**THE TASK**:
In the data below, write out character for character the lines that run from the one containing "280L190 480L199 430L245" through the one containing "positive clicks: (317, 397) (246, 333)". Begin at the first of those lines and stop after the second.

**DATASET CONTENT**:
* * *
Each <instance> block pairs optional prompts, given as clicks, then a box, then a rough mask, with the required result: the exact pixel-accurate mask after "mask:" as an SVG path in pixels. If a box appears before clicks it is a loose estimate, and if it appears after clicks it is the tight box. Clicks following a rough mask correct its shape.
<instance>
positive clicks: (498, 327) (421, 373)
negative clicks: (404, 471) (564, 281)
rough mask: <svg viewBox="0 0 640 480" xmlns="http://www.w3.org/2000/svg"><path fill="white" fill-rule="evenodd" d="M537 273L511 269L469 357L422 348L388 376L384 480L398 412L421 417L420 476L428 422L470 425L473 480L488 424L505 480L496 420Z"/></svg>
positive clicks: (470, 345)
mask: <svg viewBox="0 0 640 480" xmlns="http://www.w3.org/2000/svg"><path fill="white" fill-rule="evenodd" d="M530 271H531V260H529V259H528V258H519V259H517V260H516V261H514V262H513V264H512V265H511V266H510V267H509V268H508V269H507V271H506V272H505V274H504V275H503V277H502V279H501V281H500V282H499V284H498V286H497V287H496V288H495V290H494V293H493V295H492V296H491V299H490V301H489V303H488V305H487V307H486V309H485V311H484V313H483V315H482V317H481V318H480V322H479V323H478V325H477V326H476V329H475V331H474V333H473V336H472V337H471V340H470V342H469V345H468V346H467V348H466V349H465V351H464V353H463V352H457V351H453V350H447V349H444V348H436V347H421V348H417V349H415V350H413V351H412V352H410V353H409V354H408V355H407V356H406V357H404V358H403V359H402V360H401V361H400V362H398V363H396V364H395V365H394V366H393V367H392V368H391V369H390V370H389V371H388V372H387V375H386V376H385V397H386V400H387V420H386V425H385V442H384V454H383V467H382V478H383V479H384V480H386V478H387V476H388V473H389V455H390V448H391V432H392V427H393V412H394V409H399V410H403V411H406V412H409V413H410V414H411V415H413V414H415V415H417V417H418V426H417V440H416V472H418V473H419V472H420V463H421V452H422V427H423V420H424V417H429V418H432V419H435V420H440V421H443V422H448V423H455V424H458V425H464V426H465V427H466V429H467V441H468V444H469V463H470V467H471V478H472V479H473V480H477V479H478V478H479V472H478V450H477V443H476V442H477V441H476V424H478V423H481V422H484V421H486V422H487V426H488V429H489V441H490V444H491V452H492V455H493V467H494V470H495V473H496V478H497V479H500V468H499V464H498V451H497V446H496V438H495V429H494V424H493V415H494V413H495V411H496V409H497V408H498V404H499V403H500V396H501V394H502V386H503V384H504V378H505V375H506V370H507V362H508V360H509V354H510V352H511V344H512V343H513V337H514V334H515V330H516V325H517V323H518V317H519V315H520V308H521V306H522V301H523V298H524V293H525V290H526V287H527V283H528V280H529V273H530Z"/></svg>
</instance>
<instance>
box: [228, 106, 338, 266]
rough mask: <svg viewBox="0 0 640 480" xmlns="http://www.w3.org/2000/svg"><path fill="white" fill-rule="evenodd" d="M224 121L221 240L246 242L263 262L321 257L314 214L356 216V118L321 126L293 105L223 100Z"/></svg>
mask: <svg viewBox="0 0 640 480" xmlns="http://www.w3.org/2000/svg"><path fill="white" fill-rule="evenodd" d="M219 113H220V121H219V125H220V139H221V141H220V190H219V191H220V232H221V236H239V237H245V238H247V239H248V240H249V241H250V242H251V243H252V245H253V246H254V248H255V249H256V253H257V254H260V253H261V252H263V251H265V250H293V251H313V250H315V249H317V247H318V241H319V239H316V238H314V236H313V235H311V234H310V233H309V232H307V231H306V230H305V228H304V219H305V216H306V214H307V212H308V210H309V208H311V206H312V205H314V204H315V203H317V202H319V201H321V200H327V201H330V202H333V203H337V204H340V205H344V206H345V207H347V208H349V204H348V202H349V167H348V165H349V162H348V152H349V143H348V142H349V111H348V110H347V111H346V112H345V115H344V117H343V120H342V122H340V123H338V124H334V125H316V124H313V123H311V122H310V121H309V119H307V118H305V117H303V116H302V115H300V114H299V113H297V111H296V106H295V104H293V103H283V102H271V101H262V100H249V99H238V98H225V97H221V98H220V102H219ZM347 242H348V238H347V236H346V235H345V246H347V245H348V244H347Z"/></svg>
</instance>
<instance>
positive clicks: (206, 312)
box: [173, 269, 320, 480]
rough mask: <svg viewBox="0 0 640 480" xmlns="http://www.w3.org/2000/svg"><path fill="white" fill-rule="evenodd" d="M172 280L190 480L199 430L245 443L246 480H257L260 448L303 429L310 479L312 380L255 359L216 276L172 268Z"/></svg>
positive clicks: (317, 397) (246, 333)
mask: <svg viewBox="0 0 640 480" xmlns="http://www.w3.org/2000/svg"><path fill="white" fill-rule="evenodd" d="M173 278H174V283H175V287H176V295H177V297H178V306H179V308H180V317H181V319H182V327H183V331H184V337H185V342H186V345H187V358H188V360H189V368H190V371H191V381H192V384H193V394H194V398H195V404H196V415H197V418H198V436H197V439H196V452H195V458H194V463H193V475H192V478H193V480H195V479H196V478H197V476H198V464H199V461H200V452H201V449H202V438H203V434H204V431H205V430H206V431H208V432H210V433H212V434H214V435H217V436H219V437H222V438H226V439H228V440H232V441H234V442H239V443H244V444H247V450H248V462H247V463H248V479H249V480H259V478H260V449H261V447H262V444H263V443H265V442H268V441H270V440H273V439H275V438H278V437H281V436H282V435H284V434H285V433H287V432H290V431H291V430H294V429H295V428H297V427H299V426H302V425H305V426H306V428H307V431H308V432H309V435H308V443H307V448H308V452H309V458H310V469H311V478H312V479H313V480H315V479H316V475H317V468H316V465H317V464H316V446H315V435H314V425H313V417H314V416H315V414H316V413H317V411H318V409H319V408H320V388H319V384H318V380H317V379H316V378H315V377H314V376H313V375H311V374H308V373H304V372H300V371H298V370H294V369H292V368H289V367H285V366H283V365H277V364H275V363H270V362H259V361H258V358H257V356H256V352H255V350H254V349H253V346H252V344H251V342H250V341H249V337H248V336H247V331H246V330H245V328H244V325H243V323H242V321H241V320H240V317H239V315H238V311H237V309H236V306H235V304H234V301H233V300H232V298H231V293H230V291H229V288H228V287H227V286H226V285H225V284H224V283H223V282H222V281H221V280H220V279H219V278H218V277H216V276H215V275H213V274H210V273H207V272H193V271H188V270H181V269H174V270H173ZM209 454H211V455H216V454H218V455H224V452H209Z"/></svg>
* * *
**EXERCISE ANSWER**:
rough mask: <svg viewBox="0 0 640 480" xmlns="http://www.w3.org/2000/svg"><path fill="white" fill-rule="evenodd" d="M172 280L190 480L199 430L245 443L246 480H257L260 448L303 429L310 479L312 380L255 359L216 276L172 268Z"/></svg>
positive clicks: (317, 397) (246, 333)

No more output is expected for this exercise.